# Great line about defensive attitude



## Dad&Hubby (Aug 14, 2012)

One of the biggest red flags BS's have is how defensive their assumed WS is about accusations of cheating. I was watching Star Trek: Into Darkness last night and this was a line by Mr. Spock (Mr. Logical)

"Reverting to name calling suggests that you are defensive, and therefore, find my opinion valid."

I heard that line and had to post it because it's SOOO true.

BS's if your assumed WS is being overly defensive, remember this line.


----------



## larry.gray (Feb 21, 2011)

That one is great - it doesn't even necessarily apply to a wayward.


----------



## Dad&Hubby (Aug 14, 2012)

larry.gray said:


> That one is great - it doesn't even necessarily apply to a wayward.

> Directions for this task:
Carry on the forum thread about the Spock line on defensiveness from the point where it stops. The rows have nothing to do with the forum thread.

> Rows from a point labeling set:

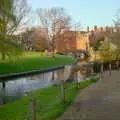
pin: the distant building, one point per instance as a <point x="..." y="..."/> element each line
<point x="72" y="41"/>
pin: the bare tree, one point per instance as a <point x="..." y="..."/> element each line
<point x="12" y="17"/>
<point x="116" y="19"/>
<point x="54" y="21"/>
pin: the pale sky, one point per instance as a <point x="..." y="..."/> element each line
<point x="88" y="12"/>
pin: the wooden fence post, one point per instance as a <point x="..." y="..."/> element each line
<point x="62" y="91"/>
<point x="32" y="109"/>
<point x="101" y="70"/>
<point x="109" y="69"/>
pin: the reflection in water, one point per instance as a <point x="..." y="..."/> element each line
<point x="15" y="88"/>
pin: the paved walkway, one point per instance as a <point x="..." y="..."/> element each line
<point x="99" y="101"/>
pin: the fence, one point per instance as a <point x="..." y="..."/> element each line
<point x="64" y="91"/>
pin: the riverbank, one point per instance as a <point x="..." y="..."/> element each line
<point x="18" y="110"/>
<point x="33" y="61"/>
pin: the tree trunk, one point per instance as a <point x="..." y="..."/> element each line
<point x="109" y="69"/>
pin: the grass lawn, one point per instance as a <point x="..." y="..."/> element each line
<point x="18" y="110"/>
<point x="33" y="61"/>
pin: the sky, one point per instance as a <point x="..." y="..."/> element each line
<point x="87" y="12"/>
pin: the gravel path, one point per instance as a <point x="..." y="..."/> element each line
<point x="99" y="101"/>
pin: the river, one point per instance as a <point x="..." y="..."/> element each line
<point x="14" y="89"/>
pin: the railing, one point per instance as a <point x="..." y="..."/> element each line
<point x="63" y="92"/>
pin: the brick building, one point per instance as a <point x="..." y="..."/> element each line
<point x="72" y="41"/>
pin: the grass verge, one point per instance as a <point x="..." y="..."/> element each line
<point x="33" y="61"/>
<point x="18" y="110"/>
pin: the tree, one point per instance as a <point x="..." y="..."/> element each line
<point x="116" y="20"/>
<point x="40" y="42"/>
<point x="54" y="21"/>
<point x="12" y="16"/>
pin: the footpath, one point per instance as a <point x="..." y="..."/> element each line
<point x="99" y="101"/>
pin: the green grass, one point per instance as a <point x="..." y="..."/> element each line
<point x="18" y="110"/>
<point x="33" y="61"/>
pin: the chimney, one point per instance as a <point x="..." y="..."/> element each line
<point x="87" y="28"/>
<point x="95" y="28"/>
<point x="101" y="30"/>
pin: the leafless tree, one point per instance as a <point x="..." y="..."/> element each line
<point x="13" y="14"/>
<point x="54" y="21"/>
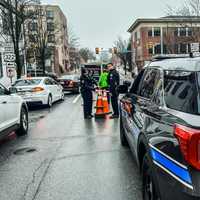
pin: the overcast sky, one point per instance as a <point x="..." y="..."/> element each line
<point x="99" y="22"/>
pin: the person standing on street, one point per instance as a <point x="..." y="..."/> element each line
<point x="103" y="80"/>
<point x="87" y="87"/>
<point x="113" y="82"/>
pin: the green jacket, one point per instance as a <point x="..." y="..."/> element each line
<point x="103" y="80"/>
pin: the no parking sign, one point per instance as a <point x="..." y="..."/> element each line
<point x="10" y="72"/>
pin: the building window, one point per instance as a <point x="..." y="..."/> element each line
<point x="150" y="33"/>
<point x="182" y="31"/>
<point x="150" y="51"/>
<point x="183" y="48"/>
<point x="189" y="31"/>
<point x="176" y="32"/>
<point x="33" y="26"/>
<point x="176" y="48"/>
<point x="156" y="31"/>
<point x="157" y="49"/>
<point x="136" y="36"/>
<point x="50" y="26"/>
<point x="1" y="67"/>
<point x="50" y="14"/>
<point x="51" y="38"/>
<point x="32" y="38"/>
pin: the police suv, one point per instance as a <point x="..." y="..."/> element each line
<point x="160" y="121"/>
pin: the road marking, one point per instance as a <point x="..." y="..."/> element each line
<point x="76" y="99"/>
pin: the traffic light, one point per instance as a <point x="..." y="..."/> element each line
<point x="115" y="50"/>
<point x="97" y="50"/>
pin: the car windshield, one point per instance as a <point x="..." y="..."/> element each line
<point x="182" y="92"/>
<point x="70" y="77"/>
<point x="27" y="82"/>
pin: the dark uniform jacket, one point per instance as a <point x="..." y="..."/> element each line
<point x="86" y="83"/>
<point x="113" y="81"/>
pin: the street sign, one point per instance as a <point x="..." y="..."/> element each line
<point x="8" y="47"/>
<point x="9" y="57"/>
<point x="194" y="47"/>
<point x="10" y="72"/>
<point x="10" y="65"/>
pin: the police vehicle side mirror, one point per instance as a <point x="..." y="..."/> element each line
<point x="122" y="89"/>
<point x="128" y="83"/>
<point x="12" y="90"/>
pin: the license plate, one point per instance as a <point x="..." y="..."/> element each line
<point x="22" y="93"/>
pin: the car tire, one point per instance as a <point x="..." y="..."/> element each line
<point x="49" y="102"/>
<point x="149" y="189"/>
<point x="23" y="127"/>
<point x="63" y="96"/>
<point x="123" y="138"/>
<point x="77" y="91"/>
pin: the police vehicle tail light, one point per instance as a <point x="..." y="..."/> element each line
<point x="71" y="83"/>
<point x="189" y="140"/>
<point x="37" y="89"/>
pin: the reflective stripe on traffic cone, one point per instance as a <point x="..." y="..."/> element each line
<point x="99" y="105"/>
<point x="106" y="107"/>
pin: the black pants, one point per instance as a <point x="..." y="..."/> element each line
<point x="108" y="93"/>
<point x="87" y="103"/>
<point x="115" y="106"/>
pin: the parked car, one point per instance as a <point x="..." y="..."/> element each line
<point x="39" y="90"/>
<point x="160" y="121"/>
<point x="13" y="114"/>
<point x="70" y="83"/>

> Reply to the task:
Oh I agree. It's an observation of human nature as a whole, but boy does it work here.


----------



## theroad (Feb 20, 2012)

Dad&Hubby said:


> One of the biggest red flags BS's have is how defensive their assumed WS is about accusations of cheating. I was watching Star Trek: Into Darkness last night and this was a line by Mr. Spock (Mr. Logical)
> 
> "Reverting to name calling suggests that you are defensive, and therefore, find my opinion valid."
> 
> ...


Worth posting.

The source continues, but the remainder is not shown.